## TASK PROMPT
Output only the lines that run from the line holding "Mark the reflection" to the end of the entries, both ends included, and skip the pictures.

Entries from a point annotation set:
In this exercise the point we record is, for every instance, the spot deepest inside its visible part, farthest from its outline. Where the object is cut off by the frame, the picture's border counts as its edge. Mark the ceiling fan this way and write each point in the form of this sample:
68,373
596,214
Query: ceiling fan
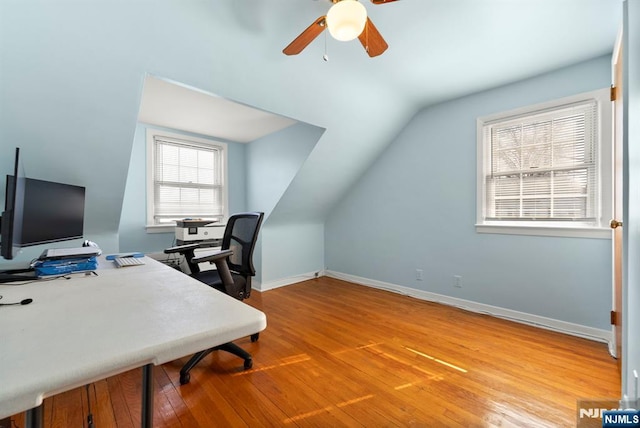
346,20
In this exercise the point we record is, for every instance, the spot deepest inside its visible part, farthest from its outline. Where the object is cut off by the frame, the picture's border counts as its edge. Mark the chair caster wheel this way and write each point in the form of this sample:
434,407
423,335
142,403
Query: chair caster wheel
248,363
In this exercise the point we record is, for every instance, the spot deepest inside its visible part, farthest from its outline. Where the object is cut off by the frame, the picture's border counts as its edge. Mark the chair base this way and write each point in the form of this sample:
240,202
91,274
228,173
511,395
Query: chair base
230,347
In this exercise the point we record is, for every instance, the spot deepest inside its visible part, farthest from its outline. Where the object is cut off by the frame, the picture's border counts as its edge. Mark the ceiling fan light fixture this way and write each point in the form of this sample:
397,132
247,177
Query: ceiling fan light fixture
346,20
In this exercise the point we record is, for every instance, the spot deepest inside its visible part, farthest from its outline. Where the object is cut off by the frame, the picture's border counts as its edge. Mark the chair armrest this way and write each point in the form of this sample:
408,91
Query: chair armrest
181,248
212,258
220,259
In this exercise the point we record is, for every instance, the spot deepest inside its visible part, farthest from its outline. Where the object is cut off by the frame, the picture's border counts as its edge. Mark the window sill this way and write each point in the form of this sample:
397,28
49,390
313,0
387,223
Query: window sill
564,232
170,228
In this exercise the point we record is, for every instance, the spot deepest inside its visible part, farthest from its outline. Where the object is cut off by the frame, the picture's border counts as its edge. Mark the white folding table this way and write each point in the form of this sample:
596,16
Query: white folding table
87,328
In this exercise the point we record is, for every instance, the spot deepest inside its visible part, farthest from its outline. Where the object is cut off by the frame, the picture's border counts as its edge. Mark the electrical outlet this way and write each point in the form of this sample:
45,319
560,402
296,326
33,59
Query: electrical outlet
457,281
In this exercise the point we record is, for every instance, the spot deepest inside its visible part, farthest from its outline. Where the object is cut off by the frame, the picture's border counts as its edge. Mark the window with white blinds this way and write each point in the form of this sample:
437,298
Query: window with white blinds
187,180
546,166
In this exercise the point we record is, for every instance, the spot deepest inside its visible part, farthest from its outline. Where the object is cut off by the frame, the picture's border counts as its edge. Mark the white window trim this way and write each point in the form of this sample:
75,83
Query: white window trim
150,169
605,171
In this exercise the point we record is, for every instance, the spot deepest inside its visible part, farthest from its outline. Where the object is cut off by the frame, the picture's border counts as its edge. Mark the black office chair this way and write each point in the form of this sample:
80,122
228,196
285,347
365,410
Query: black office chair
234,263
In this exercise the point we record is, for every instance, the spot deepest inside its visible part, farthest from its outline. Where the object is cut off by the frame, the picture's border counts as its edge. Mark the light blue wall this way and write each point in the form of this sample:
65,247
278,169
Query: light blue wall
415,208
290,251
133,236
274,160
631,291
272,164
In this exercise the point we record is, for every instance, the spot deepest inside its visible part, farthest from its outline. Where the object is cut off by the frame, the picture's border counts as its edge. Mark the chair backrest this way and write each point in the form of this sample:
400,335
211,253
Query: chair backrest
241,235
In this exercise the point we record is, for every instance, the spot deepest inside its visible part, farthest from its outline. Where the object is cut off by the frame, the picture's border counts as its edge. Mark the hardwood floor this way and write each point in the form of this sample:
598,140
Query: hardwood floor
338,354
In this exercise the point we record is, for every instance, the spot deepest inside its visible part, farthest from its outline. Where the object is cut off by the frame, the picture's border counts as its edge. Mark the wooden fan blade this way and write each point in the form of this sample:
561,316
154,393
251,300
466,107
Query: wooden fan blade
306,37
372,40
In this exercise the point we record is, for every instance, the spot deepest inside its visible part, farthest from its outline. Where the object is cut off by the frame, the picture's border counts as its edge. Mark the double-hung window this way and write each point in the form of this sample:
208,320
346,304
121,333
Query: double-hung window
546,169
185,178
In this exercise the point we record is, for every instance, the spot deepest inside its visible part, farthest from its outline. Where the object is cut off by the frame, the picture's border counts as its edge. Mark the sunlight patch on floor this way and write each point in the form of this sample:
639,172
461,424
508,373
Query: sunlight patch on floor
302,416
437,360
285,362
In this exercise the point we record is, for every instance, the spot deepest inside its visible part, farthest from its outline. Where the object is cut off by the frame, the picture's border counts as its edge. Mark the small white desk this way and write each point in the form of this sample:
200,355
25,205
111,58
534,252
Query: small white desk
87,328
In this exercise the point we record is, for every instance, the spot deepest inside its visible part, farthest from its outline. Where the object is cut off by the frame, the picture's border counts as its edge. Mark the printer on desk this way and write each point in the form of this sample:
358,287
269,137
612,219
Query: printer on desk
191,231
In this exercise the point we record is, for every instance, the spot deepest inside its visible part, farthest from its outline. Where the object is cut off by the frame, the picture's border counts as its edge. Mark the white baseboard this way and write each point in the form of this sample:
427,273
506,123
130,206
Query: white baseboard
270,285
509,314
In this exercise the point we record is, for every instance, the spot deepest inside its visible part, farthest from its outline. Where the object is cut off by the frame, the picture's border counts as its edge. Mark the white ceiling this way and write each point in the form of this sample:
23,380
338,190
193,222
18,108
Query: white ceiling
438,50
173,105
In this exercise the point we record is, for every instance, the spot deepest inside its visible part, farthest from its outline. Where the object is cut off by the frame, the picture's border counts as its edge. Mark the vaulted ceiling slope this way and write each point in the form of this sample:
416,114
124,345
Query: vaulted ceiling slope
71,75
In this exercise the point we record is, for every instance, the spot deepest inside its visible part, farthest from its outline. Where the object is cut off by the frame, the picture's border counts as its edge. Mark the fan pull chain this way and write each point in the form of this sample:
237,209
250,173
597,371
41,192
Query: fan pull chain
325,57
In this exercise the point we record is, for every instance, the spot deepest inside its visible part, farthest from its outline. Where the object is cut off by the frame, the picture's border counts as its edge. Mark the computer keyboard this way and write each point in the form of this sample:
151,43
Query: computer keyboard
128,261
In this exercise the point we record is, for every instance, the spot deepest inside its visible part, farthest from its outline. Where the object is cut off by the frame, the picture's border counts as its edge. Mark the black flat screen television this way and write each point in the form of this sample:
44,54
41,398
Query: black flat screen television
52,212
39,212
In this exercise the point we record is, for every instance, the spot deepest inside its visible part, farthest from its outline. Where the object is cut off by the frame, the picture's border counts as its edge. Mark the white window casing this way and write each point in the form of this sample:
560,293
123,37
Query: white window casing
547,169
186,178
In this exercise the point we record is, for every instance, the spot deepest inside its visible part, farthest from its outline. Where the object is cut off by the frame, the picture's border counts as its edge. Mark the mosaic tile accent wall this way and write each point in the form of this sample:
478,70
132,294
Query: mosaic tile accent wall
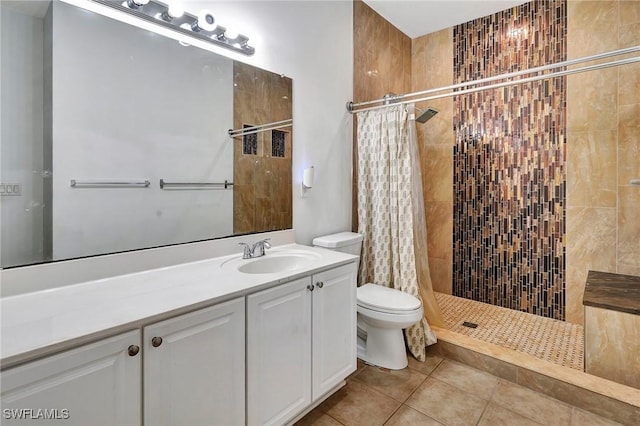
509,163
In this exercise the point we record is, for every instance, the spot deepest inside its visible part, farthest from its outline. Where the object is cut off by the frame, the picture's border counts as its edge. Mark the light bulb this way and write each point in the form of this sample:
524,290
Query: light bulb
205,22
187,27
136,4
230,34
174,11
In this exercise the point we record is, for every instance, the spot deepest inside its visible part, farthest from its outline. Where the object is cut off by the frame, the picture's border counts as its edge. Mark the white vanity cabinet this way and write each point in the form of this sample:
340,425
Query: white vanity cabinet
301,343
194,367
95,384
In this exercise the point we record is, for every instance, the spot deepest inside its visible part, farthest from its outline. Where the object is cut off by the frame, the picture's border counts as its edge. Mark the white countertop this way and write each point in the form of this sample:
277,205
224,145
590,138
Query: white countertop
44,322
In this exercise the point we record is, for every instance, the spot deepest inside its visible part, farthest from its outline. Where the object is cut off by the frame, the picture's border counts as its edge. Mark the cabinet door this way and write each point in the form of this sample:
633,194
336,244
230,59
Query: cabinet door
334,327
278,352
95,384
194,368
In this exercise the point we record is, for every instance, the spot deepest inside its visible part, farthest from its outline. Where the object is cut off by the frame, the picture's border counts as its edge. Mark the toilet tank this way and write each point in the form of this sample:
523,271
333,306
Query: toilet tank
346,242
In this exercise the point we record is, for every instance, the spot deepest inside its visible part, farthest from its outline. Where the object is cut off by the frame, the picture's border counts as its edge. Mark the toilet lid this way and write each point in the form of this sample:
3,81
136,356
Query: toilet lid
379,297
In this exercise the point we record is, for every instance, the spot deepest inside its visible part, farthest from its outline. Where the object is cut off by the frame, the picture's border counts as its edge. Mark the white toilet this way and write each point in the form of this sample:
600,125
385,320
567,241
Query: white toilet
382,311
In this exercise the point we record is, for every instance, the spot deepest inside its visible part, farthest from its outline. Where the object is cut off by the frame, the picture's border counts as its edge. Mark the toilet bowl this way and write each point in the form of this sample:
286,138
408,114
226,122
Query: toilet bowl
382,311
382,315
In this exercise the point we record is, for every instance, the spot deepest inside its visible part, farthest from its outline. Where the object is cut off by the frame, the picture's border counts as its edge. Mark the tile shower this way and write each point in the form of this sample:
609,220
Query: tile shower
509,163
575,186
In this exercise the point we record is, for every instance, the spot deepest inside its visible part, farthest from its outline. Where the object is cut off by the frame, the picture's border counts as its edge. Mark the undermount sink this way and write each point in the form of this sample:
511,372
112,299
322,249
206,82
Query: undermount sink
272,263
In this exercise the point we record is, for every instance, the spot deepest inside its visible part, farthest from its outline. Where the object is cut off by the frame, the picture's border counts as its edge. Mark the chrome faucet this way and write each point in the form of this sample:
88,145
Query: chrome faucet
256,250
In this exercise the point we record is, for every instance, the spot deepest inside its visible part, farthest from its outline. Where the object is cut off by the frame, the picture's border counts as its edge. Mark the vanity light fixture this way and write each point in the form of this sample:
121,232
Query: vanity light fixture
171,15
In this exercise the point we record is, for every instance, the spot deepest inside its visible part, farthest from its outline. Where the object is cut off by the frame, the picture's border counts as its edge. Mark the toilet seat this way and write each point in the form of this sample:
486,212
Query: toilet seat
384,299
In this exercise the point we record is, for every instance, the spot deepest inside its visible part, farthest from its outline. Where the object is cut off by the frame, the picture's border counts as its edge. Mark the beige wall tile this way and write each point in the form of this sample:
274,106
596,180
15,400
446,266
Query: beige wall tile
592,100
629,12
591,245
591,168
628,154
439,229
593,25
629,35
437,173
629,84
628,249
441,274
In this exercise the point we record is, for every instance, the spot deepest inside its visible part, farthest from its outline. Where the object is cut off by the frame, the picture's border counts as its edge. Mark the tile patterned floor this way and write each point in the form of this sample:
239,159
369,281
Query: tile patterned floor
545,338
441,392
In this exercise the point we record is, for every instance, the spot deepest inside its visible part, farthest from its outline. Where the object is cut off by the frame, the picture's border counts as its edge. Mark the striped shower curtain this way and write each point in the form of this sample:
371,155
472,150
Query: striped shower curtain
385,210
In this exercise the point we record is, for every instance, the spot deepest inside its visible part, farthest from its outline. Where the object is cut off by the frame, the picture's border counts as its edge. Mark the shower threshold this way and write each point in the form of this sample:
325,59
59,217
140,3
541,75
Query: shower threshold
545,338
538,353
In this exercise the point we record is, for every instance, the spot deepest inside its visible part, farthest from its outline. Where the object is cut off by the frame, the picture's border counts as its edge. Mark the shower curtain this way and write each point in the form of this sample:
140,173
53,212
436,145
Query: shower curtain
386,211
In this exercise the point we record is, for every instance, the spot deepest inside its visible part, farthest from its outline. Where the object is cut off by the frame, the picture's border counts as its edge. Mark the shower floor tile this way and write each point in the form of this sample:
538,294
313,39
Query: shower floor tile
545,338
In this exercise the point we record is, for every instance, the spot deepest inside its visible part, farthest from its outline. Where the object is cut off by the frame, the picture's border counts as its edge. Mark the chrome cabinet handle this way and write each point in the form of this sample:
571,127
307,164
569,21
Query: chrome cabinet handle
133,350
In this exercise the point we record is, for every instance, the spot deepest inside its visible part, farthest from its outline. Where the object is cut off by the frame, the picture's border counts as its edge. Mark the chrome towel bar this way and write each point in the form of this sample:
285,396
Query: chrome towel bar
195,185
109,183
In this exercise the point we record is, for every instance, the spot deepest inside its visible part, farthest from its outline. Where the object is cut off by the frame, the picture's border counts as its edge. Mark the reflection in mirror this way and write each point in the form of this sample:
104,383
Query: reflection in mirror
116,109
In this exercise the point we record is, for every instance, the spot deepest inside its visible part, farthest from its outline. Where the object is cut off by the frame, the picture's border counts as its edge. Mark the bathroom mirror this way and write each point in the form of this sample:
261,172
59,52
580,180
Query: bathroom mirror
115,138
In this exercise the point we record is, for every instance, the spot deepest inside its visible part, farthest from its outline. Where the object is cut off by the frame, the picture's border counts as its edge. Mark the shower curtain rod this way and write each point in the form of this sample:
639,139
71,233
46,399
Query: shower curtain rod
398,98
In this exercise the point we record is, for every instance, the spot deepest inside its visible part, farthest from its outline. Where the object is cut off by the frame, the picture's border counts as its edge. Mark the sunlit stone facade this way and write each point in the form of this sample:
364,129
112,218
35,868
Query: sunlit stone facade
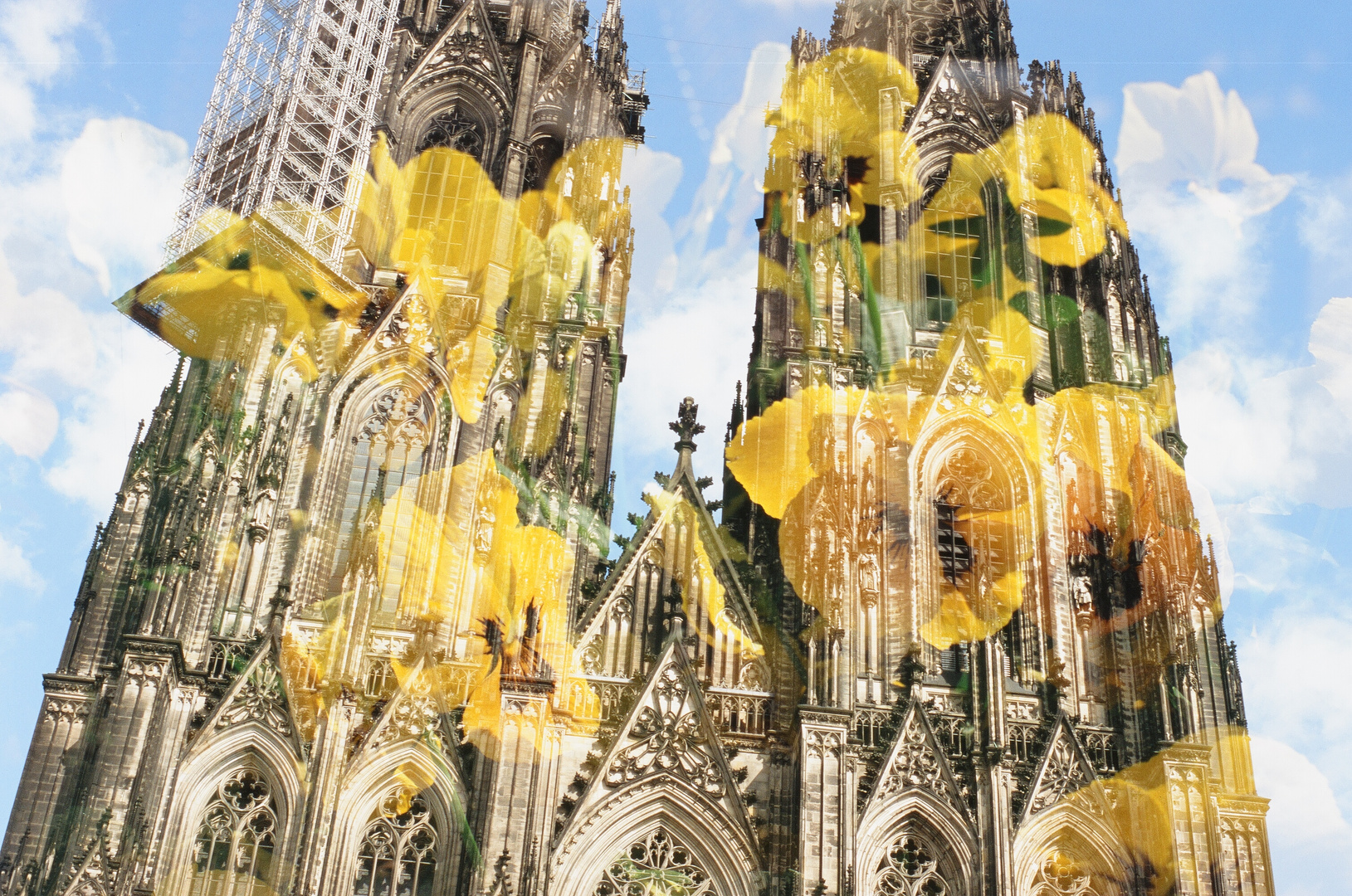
281,677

## TASK RESULT
In this exercise the point we record is, for every instance, the spot deepest inside its visible part, farthest from its outline. Where the object is cut off by the frame, the picture's border counts as its edge. Mark the reflection in mirror this way and write each point in the form of this sample:
104,383
Query: reflection in mirror
116,109
In this exercise the point we record is, for every instance, the spot deepest inside its visible part, farthest from its outline. Where the object is cut off by the frame, the picture's border counts as its edge. Mark the bathroom mirror this way and write each point in the form of this sample:
261,172
59,52
580,180
Query: bathroom mirror
115,138
In this exercise the point we record is, for every instance, the spot deepest inside its visible part, farthest from its outline. Where the object is cut off by the frame, the picture's border counts as its edge. Mark the shower curtain rod this way and write each point in the form of this sample:
639,139
71,233
46,399
Query: shower curtain rod
398,98
In this exercise the point we record is, for every instance, the spot deepest inside its visible part, farthest from its outline. Where the object is cut off by the frame, the picture's border counts as its edge. Mark the sunlit stone facade this way and write each point in the form of this sample:
364,129
112,218
35,868
Query: sunlit stone facade
281,677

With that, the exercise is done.